» **Prompt A**: Set down the rows below without changing a word, covering the stretch from the row containing "of the grass" through the final row.

First, just a bit of non-yarn-related info: #1 Son has managed to purchase the ticket for his out-of-the-country trip in January. Of course, he has absolutely no money left and will have to live on water and the good graces of others, but he has 30 days left to figure out how to earn a little spending money. I am, actually, quite proud of him.

In more yarn-related news, I really, really want to show you pictures of the Pacific Northwest Shawl, but the weather refuses to cooperate. As I type this, it is snowing gently and the light is completely flat. According to the weatherpeople, we are expecting a humongous storm later this weekend. But one site reports the chance of scattered sun this afternoon. Should that happen, I will run quickly out and snap as many pics as I can in the hope that I will get one or two worth sharing. But even inside, there’s just no light.

» **Data provided**:
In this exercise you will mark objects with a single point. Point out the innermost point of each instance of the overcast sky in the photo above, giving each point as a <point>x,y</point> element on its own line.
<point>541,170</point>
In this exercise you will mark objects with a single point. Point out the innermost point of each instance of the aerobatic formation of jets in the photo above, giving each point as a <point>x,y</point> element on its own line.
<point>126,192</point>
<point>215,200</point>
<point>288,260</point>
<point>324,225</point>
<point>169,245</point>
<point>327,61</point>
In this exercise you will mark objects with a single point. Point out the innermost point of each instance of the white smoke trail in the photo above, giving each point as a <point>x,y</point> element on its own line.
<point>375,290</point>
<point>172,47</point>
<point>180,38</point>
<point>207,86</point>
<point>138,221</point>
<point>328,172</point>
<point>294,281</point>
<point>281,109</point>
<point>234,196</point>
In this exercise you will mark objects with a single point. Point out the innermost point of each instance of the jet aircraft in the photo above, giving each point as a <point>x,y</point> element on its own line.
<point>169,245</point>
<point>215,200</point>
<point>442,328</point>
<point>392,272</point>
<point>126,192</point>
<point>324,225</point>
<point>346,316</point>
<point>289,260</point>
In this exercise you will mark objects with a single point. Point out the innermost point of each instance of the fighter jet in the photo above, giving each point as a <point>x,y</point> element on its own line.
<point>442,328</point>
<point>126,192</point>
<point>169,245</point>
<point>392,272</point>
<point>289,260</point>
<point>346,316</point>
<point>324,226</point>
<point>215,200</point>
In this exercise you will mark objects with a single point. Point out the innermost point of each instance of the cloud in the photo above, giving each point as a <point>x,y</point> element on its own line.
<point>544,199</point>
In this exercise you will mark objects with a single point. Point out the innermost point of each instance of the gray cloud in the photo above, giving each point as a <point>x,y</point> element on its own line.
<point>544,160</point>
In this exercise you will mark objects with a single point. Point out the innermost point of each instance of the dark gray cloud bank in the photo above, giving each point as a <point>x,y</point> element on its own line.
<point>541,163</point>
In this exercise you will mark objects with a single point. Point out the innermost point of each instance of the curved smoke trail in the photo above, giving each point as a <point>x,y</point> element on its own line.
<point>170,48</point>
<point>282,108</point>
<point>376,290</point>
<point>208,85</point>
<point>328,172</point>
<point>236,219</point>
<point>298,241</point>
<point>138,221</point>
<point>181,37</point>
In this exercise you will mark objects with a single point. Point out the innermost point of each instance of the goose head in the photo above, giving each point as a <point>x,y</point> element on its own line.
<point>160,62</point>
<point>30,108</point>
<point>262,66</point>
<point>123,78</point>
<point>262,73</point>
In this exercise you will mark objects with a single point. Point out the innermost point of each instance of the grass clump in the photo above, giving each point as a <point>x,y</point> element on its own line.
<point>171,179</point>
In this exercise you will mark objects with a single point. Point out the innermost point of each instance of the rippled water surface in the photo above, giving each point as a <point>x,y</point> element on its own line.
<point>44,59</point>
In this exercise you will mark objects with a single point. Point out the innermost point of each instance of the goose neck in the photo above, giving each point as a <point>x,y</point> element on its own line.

» **Prompt B**: From the knitting blog post above, extract the stretch from "First, just a" through "just no light." and copy it word for word.

» **Expected output A**:
In this exercise you will mark objects with a single point. Point out the innermost point of each instance of the grass clump in the photo above, giving each point as a <point>x,y</point> element on its own line.
<point>171,179</point>
In this exercise you will mark objects with a single point. Point out the innermost point of each instance of the rippled water surface in the photo above, giving each point as a <point>x,y</point> element on its own line.
<point>44,59</point>
In this exercise you will mark objects with a single point. Point out the innermost point of each instance of the goose neck in the photo above, giving each point as a <point>x,y</point> element on its own line.

» **Expected output B**:
First, just a bit of non-yarn-related info: #1 Son has managed to purchase the ticket for his out-of-the-country trip in January. Of course, he has absolutely no money left and will have to live on water and the good graces of others, but he has 30 days left to figure out how to earn a little spending money. I am, actually, quite proud of him.

In more yarn-related news, I really, really want to show you pictures of the Pacific Northwest Shawl, but the weather refuses to cooperate. As I type this, it is snowing gently and the light is completely flat. According to the weatherpeople, we are expecting a humongous storm later this weekend. But one site reports the chance of scattered sun this afternoon. Should that happen, I will run quickly out and snap as many pics as I can in the hope that I will get one or two worth sharing. But even inside, there’s just no light.